Find each line in the records below that contains the string "water" and copy it. The match is case-sensitive.

# Task data start

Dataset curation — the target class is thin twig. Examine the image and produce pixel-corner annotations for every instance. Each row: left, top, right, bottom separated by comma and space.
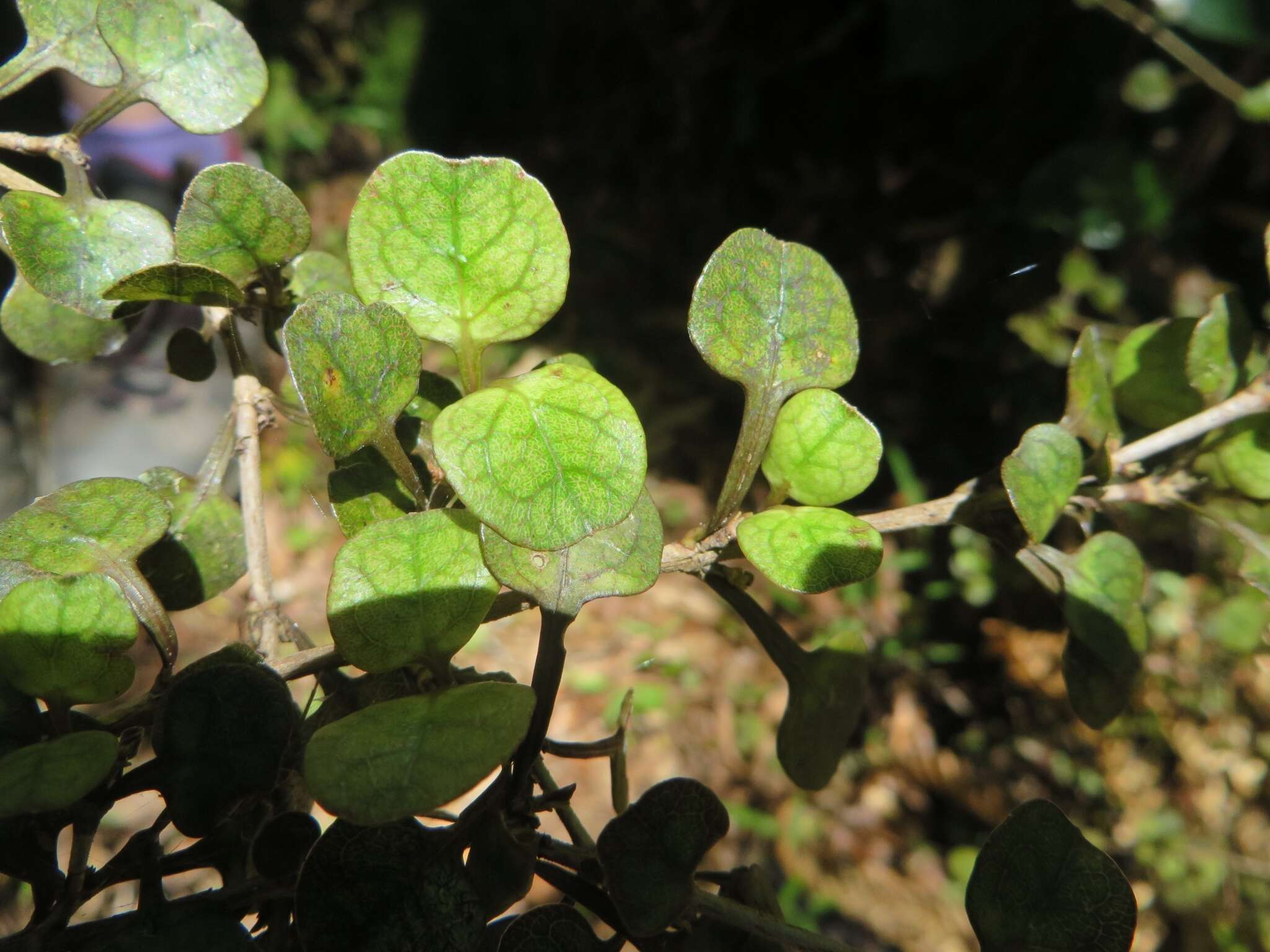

# Task data end
# Task data start

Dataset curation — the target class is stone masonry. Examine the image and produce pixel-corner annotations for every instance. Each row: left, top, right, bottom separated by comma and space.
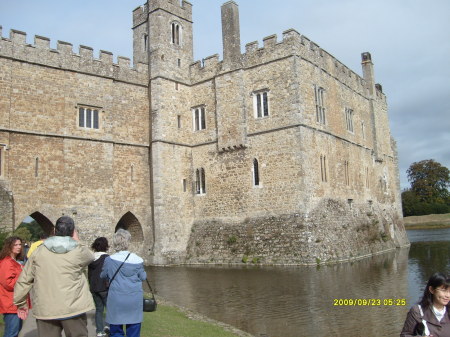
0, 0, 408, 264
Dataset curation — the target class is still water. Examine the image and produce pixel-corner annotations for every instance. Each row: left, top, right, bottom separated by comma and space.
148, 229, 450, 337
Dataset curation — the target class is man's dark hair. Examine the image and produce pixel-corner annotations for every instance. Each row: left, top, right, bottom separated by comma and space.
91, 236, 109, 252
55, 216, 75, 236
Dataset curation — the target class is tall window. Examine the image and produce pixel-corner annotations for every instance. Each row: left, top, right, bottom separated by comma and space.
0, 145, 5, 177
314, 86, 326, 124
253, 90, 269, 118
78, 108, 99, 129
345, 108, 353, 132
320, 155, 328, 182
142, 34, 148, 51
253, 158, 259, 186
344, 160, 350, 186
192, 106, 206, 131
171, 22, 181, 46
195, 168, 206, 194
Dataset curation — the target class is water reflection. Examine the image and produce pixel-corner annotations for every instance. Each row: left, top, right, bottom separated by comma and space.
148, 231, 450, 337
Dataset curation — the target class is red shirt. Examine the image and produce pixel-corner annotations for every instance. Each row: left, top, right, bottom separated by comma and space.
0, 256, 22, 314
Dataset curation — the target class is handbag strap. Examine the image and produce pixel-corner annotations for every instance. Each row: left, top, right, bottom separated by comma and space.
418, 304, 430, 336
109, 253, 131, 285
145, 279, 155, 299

# Task data end
# Task data start

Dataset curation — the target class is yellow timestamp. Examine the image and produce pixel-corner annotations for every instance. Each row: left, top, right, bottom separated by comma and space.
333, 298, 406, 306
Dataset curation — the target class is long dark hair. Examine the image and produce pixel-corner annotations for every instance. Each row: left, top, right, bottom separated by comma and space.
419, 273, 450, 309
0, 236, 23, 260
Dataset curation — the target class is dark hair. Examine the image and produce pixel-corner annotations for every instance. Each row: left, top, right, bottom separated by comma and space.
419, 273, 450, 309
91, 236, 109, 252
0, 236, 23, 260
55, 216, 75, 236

# Task data end

▶ _Solution for this task_:
Dataset curation — the target class is still water. Examine the image and produce pixel-corner annotations for every instance. Each row: left, top, right, bottom separated by comma and space.
Dataset curation — the target class is water reflection. Examine the image and produce pixel-corner annotations for every instance. Each row: left, top, right, bottom separated by comma and space.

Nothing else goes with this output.